[DOCUMENT SEGMENT]:
○ ○ ○ ○ ○

In his second inning to start the 13th, Webb allowed a leadoff walk, a single and then the eventual game-winner. Left-hander Brian Matusz relieved Webb and recorded three straight outs, including two strikeouts, to keep things close.
But the Angels' new closer, Huston Street, pitched a perfect bottom of the 13th for his 28th save of the season and fourth for Los Angeles, putting an end to the four-hour, 33-minute marathon.
“You never want to be the one to give it up in a game like that,” Webb said. “It [stinks], but you can’t walk the leadoff guy in an inning like that.”
The Orioles (60-47) dropped to 12-4 in extra innings, while the Angels (64-43) improved to 7-6 in those games. The Orioles still won the season series, 4-2 -- with all six games decided by two runs or fewer; the last four by one run.
“These are two, probably playoff-contending teams, and I think that says volumes about where we are in this part of the season," Orioles starter Bud Norris said. "And if we match up in the postseason, we feel pretty comfortable about the way we played them there and the way we played them here.

○ ○ ○ ○ ○

[INFORMATION PROVIDED]:
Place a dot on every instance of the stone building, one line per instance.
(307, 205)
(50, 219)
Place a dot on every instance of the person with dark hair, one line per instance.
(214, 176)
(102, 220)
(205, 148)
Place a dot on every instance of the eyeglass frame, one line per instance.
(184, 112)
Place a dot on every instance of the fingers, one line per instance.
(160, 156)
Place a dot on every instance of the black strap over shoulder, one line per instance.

○ ○ ○ ○ ○

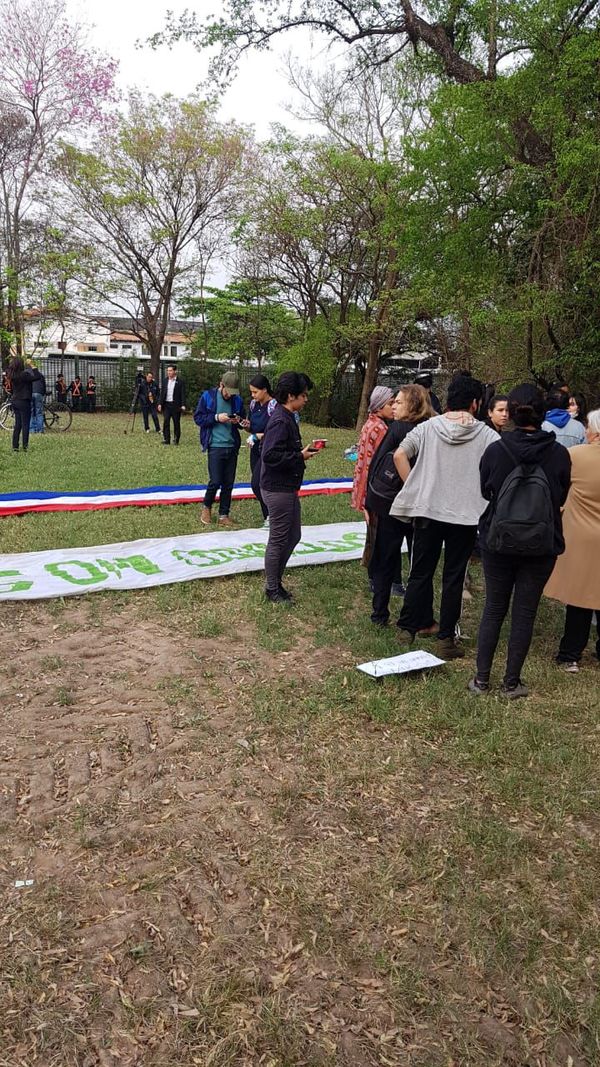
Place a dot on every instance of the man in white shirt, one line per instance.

○ ○ ○ ○ ○

[SET TASK 1]:
Reproduce the passage of the baseball game recap above, from "In his second" up to and including "by one run.", without any changes.
[SET TASK 2]:
Which players does the baseball game recap name? List each one.

[WRITTEN REPLY 1]:
In his second inning to start the 13th, Webb allowed a leadoff walk, a single and then the eventual game-winner. Left-hander Brian Matusz relieved Webb and recorded three straight outs, including two strikeouts, to keep things close.
But the Angels' new closer, Huston Street, pitched a perfect bottom of the 13th for his 28th save of the season and fourth for Los Angeles, putting an end to the four-hour, 33-minute marathon.
“You never want to be the one to give it up in a game like that,” Webb said. “It [stinks], but you can’t walk the leadoff guy in an inning like that.”
The Orioles (60-47) dropped to 12-4 in extra innings, while the Angels (64-43) improved to 7-6 in those games. The Orioles still won the season series, 4-2 -- with all six games decided by two runs or fewer; the last four by one run.

[WRITTEN REPLY 2]:
Webb
Brian Matusz
Huston Street
Bud Norris